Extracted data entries
┏━━

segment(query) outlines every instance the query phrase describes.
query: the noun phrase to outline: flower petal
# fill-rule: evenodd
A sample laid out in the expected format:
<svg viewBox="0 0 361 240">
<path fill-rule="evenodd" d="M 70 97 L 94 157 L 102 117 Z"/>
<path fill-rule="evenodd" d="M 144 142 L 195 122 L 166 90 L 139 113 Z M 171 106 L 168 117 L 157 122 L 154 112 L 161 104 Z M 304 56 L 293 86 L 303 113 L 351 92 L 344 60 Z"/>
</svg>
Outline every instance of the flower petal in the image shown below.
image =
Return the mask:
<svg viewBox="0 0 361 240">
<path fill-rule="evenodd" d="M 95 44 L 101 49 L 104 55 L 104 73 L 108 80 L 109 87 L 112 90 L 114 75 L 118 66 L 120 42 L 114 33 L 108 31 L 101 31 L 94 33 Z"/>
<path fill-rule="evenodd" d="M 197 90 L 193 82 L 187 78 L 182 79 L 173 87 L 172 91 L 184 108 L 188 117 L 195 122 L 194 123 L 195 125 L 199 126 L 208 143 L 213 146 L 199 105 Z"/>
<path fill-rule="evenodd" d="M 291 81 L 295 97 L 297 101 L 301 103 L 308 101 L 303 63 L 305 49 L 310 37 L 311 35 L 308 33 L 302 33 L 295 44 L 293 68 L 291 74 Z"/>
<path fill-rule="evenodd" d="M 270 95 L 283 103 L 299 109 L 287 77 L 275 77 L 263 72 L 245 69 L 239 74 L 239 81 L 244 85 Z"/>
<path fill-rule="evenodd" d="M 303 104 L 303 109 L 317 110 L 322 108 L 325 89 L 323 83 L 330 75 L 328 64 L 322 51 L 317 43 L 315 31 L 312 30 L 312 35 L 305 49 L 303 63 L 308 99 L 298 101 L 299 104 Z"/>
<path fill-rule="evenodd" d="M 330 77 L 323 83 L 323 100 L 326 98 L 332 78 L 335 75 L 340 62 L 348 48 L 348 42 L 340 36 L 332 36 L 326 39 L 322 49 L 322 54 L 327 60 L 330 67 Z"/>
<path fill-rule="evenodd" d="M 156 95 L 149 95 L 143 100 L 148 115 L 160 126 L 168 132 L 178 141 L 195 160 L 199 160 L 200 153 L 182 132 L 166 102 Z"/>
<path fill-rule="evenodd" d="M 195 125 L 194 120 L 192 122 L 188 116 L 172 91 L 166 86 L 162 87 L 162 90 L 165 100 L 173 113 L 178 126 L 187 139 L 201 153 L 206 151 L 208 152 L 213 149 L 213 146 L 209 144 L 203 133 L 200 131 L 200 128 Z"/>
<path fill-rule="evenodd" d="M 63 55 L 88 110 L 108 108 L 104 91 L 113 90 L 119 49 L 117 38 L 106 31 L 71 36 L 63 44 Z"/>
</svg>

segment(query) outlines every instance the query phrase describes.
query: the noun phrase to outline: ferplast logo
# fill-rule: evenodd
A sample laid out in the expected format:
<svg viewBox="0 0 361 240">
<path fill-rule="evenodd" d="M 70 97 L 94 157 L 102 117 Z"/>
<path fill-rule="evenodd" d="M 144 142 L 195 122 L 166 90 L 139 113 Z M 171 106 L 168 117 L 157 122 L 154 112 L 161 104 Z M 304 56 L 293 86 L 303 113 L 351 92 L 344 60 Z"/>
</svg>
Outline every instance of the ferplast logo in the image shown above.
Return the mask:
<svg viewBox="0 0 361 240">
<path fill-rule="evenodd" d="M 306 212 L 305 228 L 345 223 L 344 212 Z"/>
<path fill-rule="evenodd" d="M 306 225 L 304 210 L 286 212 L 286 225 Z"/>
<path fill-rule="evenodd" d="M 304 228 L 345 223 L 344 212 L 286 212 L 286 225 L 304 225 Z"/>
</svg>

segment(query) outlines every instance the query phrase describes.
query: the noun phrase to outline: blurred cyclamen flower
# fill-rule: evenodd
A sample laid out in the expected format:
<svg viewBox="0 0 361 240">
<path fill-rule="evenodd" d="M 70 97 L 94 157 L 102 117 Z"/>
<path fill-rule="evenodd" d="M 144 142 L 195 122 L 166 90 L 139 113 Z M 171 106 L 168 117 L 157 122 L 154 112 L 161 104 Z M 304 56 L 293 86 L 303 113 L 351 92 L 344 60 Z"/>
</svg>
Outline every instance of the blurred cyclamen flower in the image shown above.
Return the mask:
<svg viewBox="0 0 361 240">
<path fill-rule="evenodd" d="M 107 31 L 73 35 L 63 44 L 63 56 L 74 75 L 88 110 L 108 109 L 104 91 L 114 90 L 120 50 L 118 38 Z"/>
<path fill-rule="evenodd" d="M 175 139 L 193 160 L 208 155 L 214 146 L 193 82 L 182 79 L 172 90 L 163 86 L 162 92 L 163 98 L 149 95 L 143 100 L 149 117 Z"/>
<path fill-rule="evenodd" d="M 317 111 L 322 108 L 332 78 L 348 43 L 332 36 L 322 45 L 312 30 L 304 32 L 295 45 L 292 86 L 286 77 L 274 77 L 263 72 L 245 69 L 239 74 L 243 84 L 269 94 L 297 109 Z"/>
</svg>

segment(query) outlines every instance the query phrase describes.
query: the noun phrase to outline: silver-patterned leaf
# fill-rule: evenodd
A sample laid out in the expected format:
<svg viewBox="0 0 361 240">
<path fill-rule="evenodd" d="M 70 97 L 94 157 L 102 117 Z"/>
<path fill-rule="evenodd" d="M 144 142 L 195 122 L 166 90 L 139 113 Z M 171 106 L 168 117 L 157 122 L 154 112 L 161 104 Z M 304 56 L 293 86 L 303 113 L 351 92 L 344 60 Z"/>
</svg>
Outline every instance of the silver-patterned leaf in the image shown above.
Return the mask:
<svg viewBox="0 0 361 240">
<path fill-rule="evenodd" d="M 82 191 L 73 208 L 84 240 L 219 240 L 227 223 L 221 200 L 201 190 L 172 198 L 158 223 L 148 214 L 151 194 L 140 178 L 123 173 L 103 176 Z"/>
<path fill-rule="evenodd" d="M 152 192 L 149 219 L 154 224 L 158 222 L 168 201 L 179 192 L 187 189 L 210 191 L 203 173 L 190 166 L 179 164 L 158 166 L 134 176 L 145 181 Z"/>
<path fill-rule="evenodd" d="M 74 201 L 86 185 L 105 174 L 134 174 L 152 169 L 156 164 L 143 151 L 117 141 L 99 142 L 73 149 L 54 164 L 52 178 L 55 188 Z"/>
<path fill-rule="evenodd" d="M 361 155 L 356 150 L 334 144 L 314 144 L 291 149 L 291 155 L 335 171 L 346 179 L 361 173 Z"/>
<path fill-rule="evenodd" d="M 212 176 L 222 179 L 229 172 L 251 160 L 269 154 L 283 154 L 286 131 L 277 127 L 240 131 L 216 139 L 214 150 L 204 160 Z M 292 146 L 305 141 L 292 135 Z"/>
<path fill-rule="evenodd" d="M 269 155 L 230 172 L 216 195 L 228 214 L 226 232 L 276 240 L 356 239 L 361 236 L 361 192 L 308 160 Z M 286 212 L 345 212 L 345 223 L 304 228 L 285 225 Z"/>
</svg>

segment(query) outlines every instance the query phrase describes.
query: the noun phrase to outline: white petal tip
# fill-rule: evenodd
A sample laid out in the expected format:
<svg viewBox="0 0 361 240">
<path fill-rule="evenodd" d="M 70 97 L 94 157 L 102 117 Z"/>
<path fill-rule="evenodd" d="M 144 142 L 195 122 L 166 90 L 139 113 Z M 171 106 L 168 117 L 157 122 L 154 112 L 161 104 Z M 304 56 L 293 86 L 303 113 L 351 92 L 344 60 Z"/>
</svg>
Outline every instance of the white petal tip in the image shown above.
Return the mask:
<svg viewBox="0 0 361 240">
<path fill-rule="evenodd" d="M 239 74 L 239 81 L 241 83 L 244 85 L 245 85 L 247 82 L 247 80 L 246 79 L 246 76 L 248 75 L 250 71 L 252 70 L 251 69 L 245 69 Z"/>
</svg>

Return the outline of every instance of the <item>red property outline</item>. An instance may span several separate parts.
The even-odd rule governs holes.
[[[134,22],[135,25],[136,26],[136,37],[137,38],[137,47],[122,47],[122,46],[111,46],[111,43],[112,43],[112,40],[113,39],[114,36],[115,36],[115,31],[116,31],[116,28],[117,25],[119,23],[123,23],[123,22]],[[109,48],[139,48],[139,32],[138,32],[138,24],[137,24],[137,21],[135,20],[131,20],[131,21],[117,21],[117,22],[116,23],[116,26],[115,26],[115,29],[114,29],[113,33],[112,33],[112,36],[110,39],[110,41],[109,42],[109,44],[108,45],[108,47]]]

┗━━

• [THE EXERCISE] Rewrite the listing from its first line through the line containing "291 81 L 295", changing "flower petal" to "rose petal" and keeping everything else the same. Give only those lines.

• [CORRECT ANSWER]
segment(query) outlines every instance the query phrase describes.
query: the noun phrase to outline: rose petal
# fill-rule: evenodd
A sample laid out in the expected format:
<svg viewBox="0 0 361 240">
<path fill-rule="evenodd" d="M 70 97 L 94 157 L 102 117 Z"/>
<path fill-rule="evenodd" d="M 144 142 L 195 122 L 166 90 L 139 113 Z M 171 106 L 168 117 L 157 122 L 154 112 L 161 104 Z M 304 56 L 293 86 L 303 113 L 351 92 L 344 60 Z"/>
</svg>
Outline every instance of the rose petal in the image shown below.
image =
Return the mask:
<svg viewBox="0 0 361 240">
<path fill-rule="evenodd" d="M 95 44 L 101 49 L 104 55 L 104 73 L 108 80 L 109 87 L 112 90 L 114 75 L 118 66 L 120 42 L 114 33 L 108 31 L 101 31 L 94 33 Z"/>
<path fill-rule="evenodd" d="M 197 90 L 193 82 L 187 78 L 182 79 L 173 87 L 172 91 L 184 108 L 188 117 L 195 122 L 194 123 L 195 125 L 199 126 L 208 143 L 213 146 L 199 105 Z"/>
<path fill-rule="evenodd" d="M 291 81 L 295 97 L 297 101 L 301 103 L 308 101 L 303 63 L 305 49 L 310 37 L 311 35 L 308 33 L 302 33 L 295 44 L 293 68 L 291 74 Z"/>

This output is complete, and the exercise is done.